If a line includes "window", copy it out of the entries.

= = =

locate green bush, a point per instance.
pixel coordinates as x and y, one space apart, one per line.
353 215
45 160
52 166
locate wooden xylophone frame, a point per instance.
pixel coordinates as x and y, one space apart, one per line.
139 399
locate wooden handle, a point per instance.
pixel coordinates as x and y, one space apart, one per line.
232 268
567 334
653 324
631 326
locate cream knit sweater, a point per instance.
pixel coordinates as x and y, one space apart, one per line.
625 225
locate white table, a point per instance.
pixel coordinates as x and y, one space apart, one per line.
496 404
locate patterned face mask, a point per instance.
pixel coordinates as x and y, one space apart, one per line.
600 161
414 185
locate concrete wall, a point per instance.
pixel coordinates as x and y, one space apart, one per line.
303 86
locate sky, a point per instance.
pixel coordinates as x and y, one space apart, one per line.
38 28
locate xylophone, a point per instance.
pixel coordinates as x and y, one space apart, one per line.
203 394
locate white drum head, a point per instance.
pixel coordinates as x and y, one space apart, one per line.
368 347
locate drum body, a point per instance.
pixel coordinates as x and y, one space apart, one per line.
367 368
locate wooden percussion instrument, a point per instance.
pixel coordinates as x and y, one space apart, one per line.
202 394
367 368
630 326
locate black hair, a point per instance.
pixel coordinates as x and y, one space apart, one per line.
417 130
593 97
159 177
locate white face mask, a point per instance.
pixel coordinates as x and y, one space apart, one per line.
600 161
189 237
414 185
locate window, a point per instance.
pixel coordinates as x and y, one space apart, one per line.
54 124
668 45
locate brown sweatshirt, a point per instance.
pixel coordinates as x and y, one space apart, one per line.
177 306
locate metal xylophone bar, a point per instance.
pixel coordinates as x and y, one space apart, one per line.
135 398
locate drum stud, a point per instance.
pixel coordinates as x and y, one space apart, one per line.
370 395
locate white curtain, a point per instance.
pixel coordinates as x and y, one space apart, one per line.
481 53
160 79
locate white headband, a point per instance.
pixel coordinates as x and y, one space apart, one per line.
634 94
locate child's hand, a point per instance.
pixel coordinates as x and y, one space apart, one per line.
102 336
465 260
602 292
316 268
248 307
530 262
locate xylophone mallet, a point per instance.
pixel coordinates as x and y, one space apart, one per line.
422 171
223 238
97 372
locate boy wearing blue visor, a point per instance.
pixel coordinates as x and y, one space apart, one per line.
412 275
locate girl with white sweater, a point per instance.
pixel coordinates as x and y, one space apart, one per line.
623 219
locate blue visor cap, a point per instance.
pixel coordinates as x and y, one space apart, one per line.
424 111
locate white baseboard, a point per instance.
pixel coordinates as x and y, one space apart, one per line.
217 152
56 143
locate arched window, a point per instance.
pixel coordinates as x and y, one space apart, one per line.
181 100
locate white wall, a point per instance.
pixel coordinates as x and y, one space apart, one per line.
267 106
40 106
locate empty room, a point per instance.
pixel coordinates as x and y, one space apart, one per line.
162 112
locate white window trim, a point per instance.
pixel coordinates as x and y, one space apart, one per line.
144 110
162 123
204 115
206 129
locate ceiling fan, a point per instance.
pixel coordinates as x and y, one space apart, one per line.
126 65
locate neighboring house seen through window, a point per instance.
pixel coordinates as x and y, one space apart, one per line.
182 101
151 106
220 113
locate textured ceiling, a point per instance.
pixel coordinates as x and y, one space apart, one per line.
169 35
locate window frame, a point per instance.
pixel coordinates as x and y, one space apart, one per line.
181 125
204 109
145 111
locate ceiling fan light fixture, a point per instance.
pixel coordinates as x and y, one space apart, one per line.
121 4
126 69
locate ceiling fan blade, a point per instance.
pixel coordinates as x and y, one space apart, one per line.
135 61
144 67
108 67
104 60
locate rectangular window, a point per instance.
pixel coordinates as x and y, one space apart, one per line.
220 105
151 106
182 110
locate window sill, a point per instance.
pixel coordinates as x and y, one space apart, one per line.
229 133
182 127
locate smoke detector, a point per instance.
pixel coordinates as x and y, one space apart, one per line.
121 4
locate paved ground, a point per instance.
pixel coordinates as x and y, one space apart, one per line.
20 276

= = =

**Answer for the task:**
locate window, a point per instance.
locate arched window, a point per instance.
locate white window trim, a point per instance.
locate neighboring house seen through window, a point per instance.
locate window frame, a point per instance.
locate rectangular window, a point per instance.
locate window sill, a point per instance.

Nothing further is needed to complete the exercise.